### Tasks and exercises
A. Copy the part of the passage on black bear coloring word for word, starting with the words that contain "Down here in" and ending with "a young bear.".
B. Carry the passage on color-phase black bears forward from its last sentence.

In my experience it depends on the part of the state. In the northwest there are more blacks, though there's still a good percentage of color-phase bears.

Down here in the southwestern part of the state color-phase bears are more common. Ingwe's guess of 60/40 is as good as any.

Chocolate-brown is the most common variation, but once in a while you'll see a "cinnamon" (light brown) or even a blond bear. The blond bears tend to die young due to lead-poisoning. A local friend got one a few years ago around here, a young bear.

I've seen some big color-phase bears in wilderness areas. A buddy and I got onto a big cinnamon bear just before sunset one year in the Bob Marshall. It was my shot and I passed, partly because in the dim light I couldn't be sure it wasn't a grizzly. My buddy was sure it was a black bear, but he wasn't willing to pay the 10-grand fine for me if it did turn out to be a griz.

### Source information
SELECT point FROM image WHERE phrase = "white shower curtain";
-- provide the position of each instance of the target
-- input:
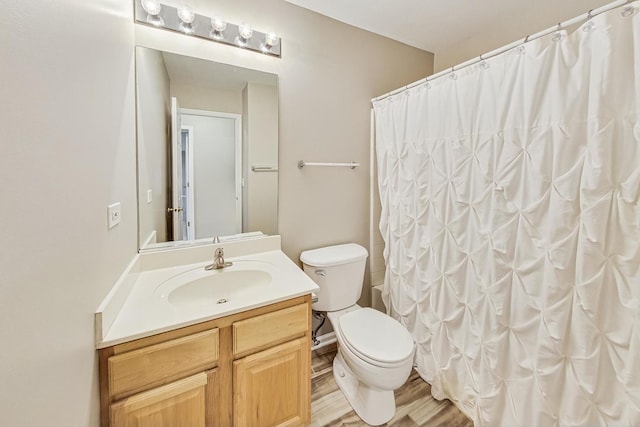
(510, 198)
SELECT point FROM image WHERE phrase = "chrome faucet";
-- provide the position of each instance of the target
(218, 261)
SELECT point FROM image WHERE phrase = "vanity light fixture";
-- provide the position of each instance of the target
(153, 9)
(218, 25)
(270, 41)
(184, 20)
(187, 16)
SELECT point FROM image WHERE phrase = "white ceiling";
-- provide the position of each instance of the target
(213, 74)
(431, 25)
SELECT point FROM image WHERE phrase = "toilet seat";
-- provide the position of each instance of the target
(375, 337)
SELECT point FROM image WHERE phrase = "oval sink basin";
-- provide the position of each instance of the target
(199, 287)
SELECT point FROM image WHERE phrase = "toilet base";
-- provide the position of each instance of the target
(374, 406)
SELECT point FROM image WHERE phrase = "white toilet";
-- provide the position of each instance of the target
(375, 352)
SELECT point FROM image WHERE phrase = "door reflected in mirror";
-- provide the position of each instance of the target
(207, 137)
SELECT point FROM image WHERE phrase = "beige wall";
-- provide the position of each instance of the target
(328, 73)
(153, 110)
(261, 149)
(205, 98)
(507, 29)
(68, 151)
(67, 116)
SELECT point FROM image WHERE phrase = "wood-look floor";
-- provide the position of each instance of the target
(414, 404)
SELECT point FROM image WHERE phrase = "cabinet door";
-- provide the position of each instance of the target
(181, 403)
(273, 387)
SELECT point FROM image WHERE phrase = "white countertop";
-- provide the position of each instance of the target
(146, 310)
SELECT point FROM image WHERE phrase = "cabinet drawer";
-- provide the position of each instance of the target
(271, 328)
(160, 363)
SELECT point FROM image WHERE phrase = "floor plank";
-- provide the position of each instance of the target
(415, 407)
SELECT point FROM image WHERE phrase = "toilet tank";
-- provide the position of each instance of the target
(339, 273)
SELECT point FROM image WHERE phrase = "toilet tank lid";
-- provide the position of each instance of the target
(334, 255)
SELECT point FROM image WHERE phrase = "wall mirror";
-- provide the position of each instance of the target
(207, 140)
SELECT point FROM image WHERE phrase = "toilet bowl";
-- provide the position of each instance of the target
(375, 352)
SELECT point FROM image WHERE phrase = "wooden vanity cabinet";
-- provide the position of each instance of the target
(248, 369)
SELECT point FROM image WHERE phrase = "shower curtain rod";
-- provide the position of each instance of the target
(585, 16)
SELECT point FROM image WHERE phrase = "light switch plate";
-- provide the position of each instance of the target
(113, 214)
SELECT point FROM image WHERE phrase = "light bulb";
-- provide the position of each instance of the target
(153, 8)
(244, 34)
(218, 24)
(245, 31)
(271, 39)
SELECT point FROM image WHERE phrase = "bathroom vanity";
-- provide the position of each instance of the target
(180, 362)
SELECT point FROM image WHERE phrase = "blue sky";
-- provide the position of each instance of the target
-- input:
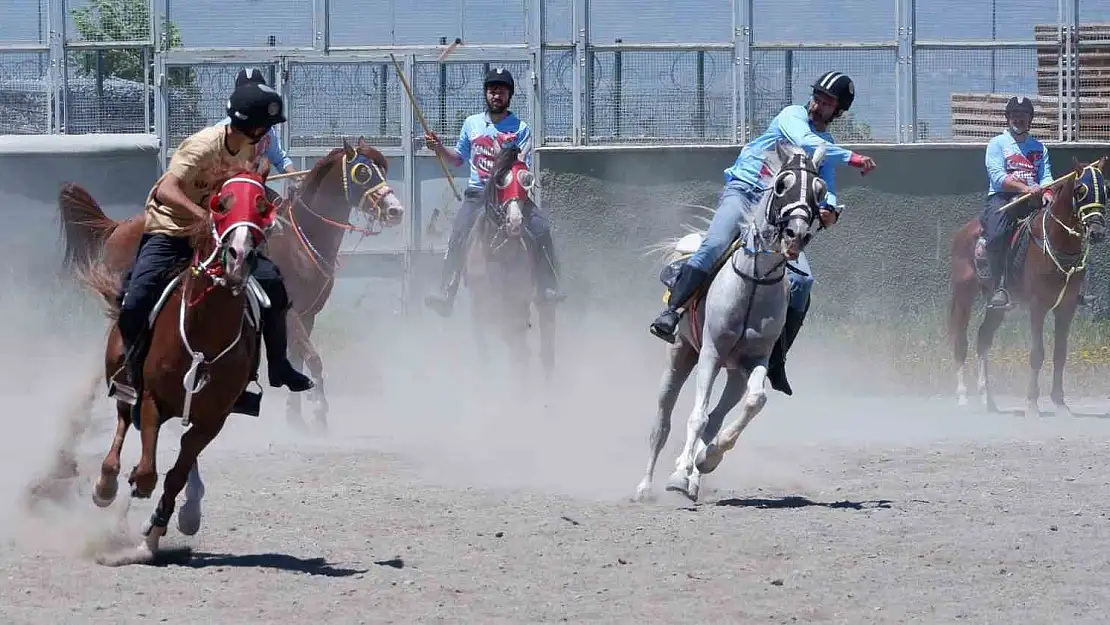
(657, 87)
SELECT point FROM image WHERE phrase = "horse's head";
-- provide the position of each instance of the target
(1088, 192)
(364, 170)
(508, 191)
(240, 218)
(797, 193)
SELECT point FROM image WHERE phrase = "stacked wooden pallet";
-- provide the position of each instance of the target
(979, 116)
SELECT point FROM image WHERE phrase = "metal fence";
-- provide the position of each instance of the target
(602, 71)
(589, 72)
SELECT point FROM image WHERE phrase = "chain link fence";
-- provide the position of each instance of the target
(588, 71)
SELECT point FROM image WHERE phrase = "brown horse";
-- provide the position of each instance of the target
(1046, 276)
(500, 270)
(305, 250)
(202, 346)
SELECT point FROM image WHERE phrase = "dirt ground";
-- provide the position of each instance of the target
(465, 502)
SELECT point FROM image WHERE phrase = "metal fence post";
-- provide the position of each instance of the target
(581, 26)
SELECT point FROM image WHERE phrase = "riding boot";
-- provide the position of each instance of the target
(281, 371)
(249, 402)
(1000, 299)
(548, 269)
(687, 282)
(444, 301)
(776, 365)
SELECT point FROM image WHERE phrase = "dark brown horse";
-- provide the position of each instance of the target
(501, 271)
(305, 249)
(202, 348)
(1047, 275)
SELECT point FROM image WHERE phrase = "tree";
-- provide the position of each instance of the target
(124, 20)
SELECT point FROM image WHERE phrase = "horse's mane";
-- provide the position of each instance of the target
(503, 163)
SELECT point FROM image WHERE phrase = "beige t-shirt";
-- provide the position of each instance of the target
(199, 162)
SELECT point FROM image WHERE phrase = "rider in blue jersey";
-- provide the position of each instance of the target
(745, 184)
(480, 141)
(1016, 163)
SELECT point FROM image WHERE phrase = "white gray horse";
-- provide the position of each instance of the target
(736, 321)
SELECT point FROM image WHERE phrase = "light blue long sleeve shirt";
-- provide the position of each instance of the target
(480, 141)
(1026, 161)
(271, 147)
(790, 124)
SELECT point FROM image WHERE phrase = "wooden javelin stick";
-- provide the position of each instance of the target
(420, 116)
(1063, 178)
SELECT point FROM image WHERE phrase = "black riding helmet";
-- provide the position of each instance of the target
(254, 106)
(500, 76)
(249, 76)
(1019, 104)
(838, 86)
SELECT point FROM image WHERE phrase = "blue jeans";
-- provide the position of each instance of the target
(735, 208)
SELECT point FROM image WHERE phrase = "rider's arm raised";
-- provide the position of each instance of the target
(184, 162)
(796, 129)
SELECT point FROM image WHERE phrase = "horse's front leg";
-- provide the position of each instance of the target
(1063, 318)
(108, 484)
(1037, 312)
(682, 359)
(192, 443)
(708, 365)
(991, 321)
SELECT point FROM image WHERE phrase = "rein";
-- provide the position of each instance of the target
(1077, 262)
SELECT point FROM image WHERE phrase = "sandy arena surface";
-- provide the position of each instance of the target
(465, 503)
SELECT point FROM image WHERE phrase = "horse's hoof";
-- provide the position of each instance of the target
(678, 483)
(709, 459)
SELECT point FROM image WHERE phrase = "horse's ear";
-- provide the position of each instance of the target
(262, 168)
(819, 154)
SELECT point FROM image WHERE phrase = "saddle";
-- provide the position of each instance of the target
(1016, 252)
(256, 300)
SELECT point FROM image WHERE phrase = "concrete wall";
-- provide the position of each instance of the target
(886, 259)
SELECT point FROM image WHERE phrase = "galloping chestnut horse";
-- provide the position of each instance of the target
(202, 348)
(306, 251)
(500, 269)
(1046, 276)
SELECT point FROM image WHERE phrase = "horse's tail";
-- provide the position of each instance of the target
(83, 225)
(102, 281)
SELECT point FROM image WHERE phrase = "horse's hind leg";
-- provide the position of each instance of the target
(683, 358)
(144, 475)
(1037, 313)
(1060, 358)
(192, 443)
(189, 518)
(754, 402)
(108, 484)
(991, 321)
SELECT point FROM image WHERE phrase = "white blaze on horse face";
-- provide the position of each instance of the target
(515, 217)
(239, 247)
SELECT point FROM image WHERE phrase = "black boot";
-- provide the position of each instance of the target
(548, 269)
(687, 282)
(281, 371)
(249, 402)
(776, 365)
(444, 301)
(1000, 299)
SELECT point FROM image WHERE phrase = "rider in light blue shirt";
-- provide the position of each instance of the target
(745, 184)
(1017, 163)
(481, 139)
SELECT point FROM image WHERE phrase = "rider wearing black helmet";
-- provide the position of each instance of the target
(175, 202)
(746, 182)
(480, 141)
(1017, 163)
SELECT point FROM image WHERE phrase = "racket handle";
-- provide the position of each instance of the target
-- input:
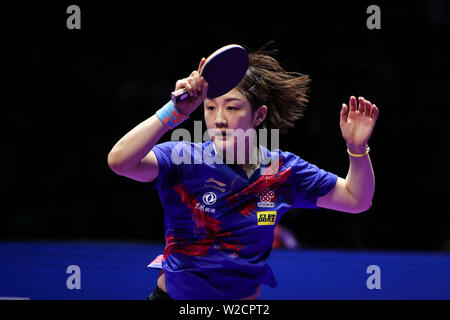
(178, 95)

### Answers for the exercise
A.
Down here in the southwestern part of the state color-phase bears are more common. Ingwe's guess of 60/40 is as good as any.

Chocolate-brown is the most common variation, but once in a while you'll see a "cinnamon" (light brown) or even a blond bear. The blond bears tend to die young due to lead-poisoning. A local friend got one a few years ago around here, a young bear.

B.
On that particular hunt half the bears we saw were grizzlies, and the difference isn't always obvious. One of the top bear biologists in the world (Charles Jonkel of the U. of Montana) often said that he'd run into bears that he couldn't be sure about unless he caught them in a trap.

The prettiest color-phase bear I've ever seen up in northwestern Montana, too. It had a chocolate body but brick red legs and ears. It wasn't huge, maybe a six-footer, but it was too far to get to before dark and I never saw it again.


“Montana seems to me to be what a small boy would think Texas is like from hearing Texans.”